▶ **EXERCISE DETAILS**: The answer must reproduce the listing exactly, with every picture left out.
[SUPPLIED INFORMATION Boundary: Start]
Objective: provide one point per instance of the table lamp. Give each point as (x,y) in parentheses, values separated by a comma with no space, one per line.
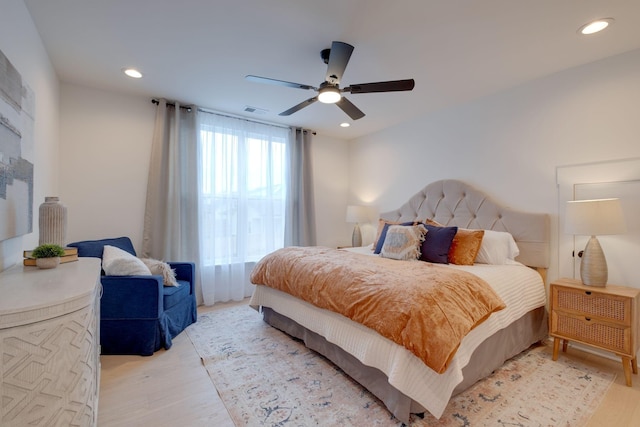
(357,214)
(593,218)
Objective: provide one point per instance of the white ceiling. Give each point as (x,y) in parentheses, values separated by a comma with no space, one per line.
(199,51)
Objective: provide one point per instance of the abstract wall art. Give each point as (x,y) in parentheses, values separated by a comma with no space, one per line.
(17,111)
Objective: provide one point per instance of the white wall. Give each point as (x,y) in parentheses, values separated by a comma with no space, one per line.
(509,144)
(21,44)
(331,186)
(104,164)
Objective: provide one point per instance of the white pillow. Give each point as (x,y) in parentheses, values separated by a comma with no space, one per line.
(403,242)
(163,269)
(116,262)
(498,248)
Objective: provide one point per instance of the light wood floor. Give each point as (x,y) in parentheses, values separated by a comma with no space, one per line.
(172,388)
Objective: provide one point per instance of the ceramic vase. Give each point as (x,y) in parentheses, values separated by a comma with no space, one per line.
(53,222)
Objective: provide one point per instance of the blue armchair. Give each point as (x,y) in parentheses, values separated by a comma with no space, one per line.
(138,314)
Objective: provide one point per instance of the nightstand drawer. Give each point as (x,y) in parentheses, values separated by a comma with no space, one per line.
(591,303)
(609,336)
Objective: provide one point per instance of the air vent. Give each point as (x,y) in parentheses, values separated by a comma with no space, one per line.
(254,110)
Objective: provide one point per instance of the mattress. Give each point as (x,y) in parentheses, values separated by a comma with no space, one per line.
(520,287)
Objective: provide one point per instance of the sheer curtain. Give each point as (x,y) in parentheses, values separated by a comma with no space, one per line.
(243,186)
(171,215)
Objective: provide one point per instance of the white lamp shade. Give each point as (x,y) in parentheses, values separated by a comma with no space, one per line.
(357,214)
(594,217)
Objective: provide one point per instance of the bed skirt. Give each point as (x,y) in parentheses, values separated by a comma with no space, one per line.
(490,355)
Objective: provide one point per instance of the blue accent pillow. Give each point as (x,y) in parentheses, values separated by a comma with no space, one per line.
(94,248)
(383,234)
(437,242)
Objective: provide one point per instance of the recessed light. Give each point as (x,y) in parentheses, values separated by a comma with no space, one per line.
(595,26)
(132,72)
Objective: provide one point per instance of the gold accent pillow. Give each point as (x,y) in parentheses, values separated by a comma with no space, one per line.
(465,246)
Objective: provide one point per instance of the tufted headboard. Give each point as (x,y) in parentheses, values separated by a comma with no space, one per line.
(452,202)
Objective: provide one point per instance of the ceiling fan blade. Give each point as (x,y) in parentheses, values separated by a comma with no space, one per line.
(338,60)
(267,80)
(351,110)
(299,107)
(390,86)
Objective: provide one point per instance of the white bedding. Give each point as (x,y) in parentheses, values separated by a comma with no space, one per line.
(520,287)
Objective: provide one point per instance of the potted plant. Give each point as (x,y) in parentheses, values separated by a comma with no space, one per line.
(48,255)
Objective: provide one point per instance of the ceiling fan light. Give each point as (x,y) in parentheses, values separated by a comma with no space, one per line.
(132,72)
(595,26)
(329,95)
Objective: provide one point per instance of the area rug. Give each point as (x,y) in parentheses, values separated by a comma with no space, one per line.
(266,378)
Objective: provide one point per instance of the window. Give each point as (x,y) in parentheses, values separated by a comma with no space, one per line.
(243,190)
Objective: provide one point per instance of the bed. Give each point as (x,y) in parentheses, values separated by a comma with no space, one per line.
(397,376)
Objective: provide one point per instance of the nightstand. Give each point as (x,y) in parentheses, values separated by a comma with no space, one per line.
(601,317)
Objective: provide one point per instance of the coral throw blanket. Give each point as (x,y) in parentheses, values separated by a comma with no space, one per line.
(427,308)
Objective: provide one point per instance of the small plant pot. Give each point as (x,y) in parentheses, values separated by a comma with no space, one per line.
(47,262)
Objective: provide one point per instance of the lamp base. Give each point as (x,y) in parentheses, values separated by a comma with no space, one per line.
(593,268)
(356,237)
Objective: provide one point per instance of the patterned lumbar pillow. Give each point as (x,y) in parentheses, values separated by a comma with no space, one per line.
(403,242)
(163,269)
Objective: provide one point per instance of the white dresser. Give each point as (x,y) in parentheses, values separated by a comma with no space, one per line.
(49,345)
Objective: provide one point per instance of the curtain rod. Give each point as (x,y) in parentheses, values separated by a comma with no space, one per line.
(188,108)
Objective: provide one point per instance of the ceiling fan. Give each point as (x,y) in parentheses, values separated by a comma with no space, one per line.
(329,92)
[SUPPLIED INFORMATION Boundary: End]
▶ **EXERCISE RESPONSE**:
Objective: provide one point per instance of the table lamp. Give each point as (x,y) in parentheses, values separated by a comma with no space, one per line.
(357,214)
(593,218)
Objective: provide one point per instance of the white ceiling. Give each point as (x,y) in parentheses, values separated by a comma with no space, one per line.
(199,51)
Objective: provide one point per instance of the abstract wall art. Give each point as (x,y) in parentheses, values separated by a comma with no space, one per line.
(17,111)
Objective: provide one point per instance of the white wall. Give each point as (x,y) in parentheses, values separated by a comma with no space, one per line.
(509,144)
(21,44)
(331,186)
(104,164)
Objective: provide one point per instance of the white pillow. Give each point as (x,y) in parentheses, values separated by a comma with no space, one per line.
(403,242)
(163,269)
(116,262)
(498,248)
Objective: provide one point per instance of the light wood floor. Give each point as (x,y) in parentheses, values separated by a comma with no space, one per line.
(172,388)
Objective: provide one point per instance of the ceramic vase. Give each point as (x,y) in parentheses, values separated by a comma with no space, one per line.
(53,222)
Objective: provide one point per instance of the blue armchair. Give each point as (x,y) in parentheses, values separated by a comma with no space, one per line.
(138,314)
Objective: provide one point per instance of the nightstand drawer. Give each point as (x,y) in parentheses, values separated by a comma with no space, one per line.
(591,303)
(609,336)
Objective: provide one point per instance of the air vent. Give each point as (x,y) in parentheses, values separated by a comma with no space, one per line.
(254,110)
Objective: provide one point per instance of the mattress. Give each point as (x,y) in parentheses, values separated by a comma with no space, one per line.
(520,287)
Objective: provide one point per instance of the sheer curtain. Give each point as (x,y) in parentheses, values separated by a comma with no space, one per line.
(243,186)
(171,215)
Objective: provide one point per instance of the white lamp shade. Give each point as (x,y) in parentheses, values separated by a comma with no space, one per line.
(357,214)
(594,217)
Objective: provide one point per instance of the bed skirt. Give each point as (x,y) in parentheses, values separated by a comma with no space, one per line.
(490,355)
Objective: provide one point per instance of the blue accent pillow. Give each point as (x,y) in parentheses, values separated by a comma with no space, one per line.
(94,248)
(383,234)
(437,242)
Objective: provide one point per instance of the recessed light. Give each point as (x,y) in parentheses, values separated by a comma with no space, one per line.
(595,26)
(132,72)
Objective: provide one point per instance of the gold accent pillow. Give each point as (x,y) in parentheses, values separated by a comma with no space, one per line.
(465,246)
Objective: provide one point per instance of the tufted headboard. Give each point as (x,y) in parentheses, values separated by a comma with no space, one per line.
(452,202)
Objective: provide one point per instance of the ceiling fan blade. Give each point as (x,y) in parentheses, values separated by a comma with no space, one per line.
(338,60)
(267,80)
(351,110)
(299,107)
(390,86)
Objective: provide one point per instance of the white bedding. Give each point as (x,y) in parentheses, values separated by a comma with no space, one per line.
(520,287)
Objective: provide one point per instance of the potted plant. Give each point as (x,y) in parentheses, values separated by a comma with no space, one per line.
(48,255)
Objective: provide one point per instance of the ceiling fan light. Give each point as (x,y) in parentheses, values separated by a comma with no space, one per line.
(132,72)
(595,26)
(329,95)
Objective: provide one point per instance of the area rug. Give each point as (x,y) in parentheses, values separated by a comma with no space, one per line.
(266,378)
Objective: provide one point per instance of the window. Give each point as (x,y) in parentheses, values separated by a comma with no space, one per line.
(243,190)
Objective: provide one point per instance of the bed. Give each point as (x,y) in parentheses, values separated by a comma with no space, one per line.
(397,376)
Objective: provide one point per instance of the nightstand. Give each point as (x,y) in parentheses, values separated by a comma with no space, one per line.
(601,317)
Objective: provide one point per instance of the coral throw blanket. Give each point as (x,y) in parentheses, values separated by a comma with no space, one per line.
(427,308)
Objective: provide one point per instance of the small plant pot. Give each point as (x,y) in parentheses, values separated by a comma with no space, one per line.
(47,262)
Objective: provide one point per instance of the lamp base. Give each point as (x,y) in parentheses, values separated by a comma with no space, one per line.
(593,268)
(356,237)
Objective: provide one point per instance of the patterned lumbar pillow. Give each point as (x,y) in parentheses, values separated by a comma with no space, one per line.
(403,242)
(163,269)
Objective: provide one point per instance of the white dresser. Give each point as (x,y) in parentheses, values separated by a comma with no space, one per line.
(49,345)
Objective: provide one point per instance of the curtain rod. Give each point as (x,y) in parentheses, values separated by a comma with no space, one per line.
(188,108)
Objective: provide one point per instance of the ceiling fan. Give each point as (x,y) in parentheses, values separated by a comma with no space, one per line.
(329,92)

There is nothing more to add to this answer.